Rewrite the stretch from the line containing "Each <instance> block" through the line containing "positive clicks: (343, 90) (444, 242)", changing "loose" to "approximate" and leaving everything else the same. Return only those lines.

*** Task inputs Section Begins ***

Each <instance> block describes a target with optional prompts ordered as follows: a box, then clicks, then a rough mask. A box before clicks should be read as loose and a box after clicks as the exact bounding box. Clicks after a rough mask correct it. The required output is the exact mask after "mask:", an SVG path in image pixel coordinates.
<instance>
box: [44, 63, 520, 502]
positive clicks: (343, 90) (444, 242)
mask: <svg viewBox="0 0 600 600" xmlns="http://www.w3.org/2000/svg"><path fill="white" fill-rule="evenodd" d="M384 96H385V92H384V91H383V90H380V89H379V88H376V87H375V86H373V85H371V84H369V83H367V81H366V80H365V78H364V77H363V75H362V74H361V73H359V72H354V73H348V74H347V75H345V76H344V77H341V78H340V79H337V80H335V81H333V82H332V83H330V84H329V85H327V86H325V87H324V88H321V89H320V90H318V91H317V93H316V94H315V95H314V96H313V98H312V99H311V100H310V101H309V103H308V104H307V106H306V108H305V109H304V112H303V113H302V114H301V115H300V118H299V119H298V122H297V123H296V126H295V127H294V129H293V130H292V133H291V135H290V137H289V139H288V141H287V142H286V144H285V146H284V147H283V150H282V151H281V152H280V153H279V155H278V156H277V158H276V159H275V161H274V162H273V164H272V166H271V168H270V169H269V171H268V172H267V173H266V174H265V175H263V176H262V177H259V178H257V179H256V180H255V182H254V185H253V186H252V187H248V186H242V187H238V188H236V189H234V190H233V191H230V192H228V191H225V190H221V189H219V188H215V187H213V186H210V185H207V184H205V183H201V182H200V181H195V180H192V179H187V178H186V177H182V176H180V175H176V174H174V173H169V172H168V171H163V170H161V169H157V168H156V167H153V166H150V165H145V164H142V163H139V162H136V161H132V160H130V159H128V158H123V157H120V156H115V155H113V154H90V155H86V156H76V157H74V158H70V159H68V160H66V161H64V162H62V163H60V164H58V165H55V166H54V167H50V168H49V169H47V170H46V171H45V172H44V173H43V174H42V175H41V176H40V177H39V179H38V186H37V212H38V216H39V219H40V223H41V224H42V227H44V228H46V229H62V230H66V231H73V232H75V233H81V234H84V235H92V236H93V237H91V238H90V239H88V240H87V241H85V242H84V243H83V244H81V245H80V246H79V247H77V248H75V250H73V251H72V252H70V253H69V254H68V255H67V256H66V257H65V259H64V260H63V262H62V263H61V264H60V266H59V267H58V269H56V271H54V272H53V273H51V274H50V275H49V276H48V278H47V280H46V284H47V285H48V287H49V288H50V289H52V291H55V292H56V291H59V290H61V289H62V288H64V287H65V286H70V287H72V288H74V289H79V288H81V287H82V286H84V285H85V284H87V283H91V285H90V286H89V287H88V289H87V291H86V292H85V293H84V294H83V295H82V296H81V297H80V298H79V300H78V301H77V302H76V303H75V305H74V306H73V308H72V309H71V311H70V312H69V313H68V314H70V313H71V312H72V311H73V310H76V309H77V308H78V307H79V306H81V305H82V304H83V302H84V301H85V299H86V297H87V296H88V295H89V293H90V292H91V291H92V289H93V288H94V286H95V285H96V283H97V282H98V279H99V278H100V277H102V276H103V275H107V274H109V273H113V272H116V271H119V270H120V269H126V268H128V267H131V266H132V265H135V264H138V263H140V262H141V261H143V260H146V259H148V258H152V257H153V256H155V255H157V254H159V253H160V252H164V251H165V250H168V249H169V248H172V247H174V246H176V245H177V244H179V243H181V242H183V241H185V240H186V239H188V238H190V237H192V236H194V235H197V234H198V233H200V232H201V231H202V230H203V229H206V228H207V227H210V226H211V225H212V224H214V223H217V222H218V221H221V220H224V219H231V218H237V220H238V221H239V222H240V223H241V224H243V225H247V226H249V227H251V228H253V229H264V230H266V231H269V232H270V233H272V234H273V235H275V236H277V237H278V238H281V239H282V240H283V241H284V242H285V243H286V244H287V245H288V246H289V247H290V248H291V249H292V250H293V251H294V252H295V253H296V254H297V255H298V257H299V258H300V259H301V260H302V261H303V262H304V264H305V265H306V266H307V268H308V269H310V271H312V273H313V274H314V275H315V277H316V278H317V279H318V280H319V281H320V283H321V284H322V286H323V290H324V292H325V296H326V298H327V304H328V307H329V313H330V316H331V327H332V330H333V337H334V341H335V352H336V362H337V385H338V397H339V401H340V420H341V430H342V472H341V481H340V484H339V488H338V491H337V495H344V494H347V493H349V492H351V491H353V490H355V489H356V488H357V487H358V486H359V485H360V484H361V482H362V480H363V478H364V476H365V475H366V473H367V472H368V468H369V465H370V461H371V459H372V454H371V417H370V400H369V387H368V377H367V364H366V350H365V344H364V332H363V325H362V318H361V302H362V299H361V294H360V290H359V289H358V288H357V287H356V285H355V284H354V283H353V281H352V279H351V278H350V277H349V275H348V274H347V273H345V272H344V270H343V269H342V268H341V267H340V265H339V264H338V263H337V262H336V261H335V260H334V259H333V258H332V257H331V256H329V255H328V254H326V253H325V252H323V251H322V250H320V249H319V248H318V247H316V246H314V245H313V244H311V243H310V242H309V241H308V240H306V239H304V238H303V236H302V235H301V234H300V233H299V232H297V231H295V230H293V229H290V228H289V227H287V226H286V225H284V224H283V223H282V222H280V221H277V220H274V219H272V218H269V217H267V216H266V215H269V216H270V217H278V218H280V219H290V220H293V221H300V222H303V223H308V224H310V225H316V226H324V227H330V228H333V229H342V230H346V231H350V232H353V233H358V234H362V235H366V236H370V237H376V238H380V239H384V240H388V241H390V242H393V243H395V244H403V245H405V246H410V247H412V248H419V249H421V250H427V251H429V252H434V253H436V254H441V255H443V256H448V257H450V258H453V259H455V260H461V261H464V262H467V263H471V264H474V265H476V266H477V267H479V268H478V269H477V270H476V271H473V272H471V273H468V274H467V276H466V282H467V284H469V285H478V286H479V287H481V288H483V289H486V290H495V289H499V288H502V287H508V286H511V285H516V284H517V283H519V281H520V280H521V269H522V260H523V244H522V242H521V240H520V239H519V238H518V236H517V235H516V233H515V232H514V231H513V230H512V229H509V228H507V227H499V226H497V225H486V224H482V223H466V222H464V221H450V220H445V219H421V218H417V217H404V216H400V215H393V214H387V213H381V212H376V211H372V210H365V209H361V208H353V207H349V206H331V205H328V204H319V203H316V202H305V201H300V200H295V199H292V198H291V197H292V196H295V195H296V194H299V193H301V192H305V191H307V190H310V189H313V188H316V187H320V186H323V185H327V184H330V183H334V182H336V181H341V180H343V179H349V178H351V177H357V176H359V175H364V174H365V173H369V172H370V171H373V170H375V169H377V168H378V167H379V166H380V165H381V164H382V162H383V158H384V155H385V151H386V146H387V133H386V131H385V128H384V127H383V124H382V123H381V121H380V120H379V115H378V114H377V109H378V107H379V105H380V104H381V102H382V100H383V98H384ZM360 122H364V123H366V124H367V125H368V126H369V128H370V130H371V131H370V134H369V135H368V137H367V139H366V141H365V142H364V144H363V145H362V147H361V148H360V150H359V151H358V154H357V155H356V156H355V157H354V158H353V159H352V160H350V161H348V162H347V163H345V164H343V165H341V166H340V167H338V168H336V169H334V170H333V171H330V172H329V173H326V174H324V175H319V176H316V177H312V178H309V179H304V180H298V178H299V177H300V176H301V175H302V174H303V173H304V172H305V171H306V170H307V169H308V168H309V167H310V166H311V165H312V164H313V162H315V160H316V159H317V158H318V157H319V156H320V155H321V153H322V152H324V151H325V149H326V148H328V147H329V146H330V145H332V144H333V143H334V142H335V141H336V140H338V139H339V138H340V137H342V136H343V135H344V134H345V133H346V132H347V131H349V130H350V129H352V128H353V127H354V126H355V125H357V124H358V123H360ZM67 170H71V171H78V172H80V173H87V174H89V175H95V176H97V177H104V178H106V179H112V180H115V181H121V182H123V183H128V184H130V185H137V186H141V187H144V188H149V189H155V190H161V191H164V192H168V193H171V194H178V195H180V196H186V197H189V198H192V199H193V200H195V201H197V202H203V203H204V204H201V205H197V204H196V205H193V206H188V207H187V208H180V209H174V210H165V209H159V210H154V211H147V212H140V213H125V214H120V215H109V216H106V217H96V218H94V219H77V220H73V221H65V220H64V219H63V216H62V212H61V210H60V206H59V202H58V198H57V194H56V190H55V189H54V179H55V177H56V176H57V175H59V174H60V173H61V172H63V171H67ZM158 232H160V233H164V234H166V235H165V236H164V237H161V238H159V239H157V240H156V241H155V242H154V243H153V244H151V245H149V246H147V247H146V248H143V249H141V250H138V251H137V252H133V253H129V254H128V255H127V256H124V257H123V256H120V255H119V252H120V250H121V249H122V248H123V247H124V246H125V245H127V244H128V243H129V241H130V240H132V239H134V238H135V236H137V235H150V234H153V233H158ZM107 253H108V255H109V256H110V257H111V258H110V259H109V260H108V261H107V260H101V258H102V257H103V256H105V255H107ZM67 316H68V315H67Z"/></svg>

*** Task inputs Section Ends ***
*** Task inputs Section Begins ***

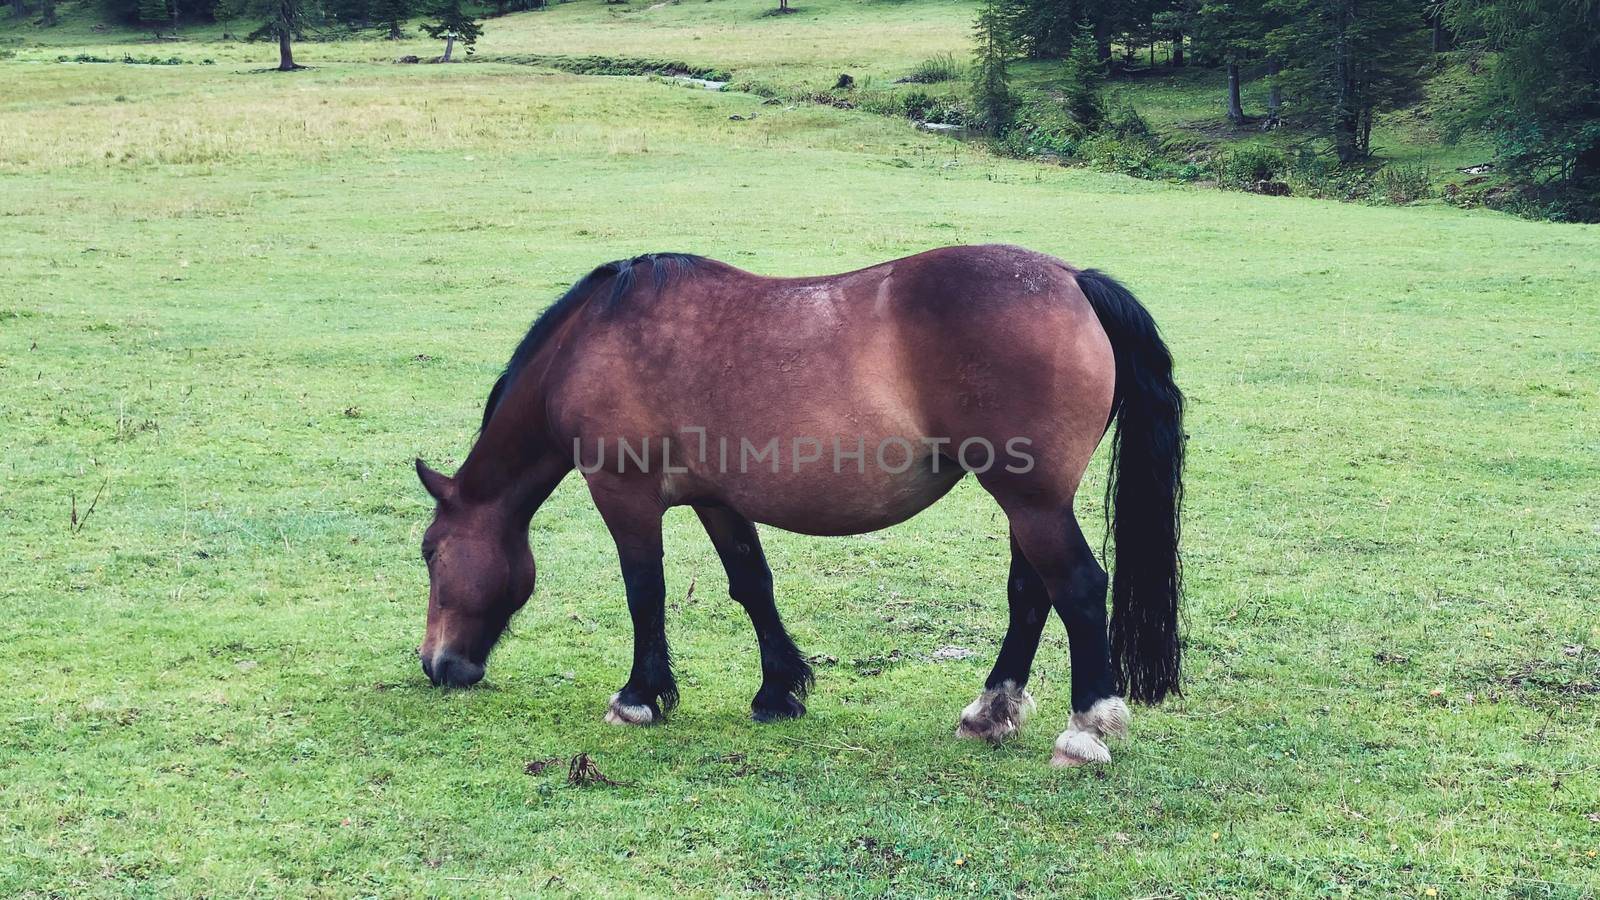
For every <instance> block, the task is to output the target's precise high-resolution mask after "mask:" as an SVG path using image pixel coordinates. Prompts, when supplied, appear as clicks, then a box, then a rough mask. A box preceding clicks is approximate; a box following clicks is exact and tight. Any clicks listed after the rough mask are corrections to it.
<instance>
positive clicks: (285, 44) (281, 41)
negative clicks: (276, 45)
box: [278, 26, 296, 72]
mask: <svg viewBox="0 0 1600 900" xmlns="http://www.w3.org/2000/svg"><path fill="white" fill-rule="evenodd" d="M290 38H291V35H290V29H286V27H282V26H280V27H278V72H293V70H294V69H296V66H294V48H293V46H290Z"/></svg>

*** Task inputs Section Ends ***
*** Task inputs Section Begins ***

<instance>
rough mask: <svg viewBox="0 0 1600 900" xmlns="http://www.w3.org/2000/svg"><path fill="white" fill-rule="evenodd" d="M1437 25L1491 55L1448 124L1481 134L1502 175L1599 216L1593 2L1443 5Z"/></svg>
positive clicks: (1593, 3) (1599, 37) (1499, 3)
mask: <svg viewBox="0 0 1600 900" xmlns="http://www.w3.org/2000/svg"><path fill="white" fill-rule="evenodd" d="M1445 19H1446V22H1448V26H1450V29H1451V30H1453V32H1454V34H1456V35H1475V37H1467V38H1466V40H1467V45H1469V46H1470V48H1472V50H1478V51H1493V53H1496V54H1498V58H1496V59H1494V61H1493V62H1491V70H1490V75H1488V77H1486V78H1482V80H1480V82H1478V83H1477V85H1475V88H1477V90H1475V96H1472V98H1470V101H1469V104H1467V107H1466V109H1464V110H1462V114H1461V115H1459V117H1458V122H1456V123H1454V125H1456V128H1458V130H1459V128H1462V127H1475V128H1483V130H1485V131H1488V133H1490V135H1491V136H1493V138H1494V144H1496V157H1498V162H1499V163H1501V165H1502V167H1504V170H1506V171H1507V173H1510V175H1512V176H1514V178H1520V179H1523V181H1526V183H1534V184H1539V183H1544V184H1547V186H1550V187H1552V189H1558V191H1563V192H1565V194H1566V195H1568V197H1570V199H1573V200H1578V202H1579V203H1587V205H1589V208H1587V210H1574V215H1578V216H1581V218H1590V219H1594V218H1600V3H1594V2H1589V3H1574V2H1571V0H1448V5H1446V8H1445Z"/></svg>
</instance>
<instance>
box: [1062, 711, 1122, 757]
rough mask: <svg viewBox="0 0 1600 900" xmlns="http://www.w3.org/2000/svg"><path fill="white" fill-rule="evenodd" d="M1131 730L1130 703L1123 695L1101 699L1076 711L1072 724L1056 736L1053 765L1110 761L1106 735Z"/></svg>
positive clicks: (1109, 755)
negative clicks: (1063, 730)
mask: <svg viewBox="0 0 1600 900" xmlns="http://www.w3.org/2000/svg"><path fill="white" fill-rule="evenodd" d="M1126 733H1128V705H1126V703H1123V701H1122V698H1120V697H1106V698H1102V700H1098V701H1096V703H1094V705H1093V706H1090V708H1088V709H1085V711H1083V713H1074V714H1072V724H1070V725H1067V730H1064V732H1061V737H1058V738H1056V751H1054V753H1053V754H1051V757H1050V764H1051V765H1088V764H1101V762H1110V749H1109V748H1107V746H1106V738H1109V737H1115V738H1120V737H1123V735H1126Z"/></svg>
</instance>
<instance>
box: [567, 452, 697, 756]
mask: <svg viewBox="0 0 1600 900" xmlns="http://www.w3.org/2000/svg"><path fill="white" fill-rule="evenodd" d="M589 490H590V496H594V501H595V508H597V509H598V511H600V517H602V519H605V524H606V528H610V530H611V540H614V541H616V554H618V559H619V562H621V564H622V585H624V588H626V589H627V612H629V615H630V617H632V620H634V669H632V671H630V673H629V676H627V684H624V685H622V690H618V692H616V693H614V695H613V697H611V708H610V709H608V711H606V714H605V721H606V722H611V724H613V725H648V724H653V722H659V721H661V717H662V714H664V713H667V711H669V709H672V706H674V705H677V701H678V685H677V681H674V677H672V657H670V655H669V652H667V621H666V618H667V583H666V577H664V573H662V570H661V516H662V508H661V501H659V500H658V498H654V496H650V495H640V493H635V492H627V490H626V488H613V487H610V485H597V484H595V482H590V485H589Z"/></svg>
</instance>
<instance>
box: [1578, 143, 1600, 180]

*** Task inputs Section Ends ***

**Your response:**
Each <instance> block describes a target with optional prompts ordered as follows: a box, then clicks, then a rough mask. A box before clicks should be read as approximate and a box after clicks as the exact bounding box. Clicks after a rough mask correct it. The required output is the exact mask after "mask:", an SVG path in image pixel coordinates.
<instance>
box: [44, 63, 520, 502]
positive clicks: (343, 90) (444, 242)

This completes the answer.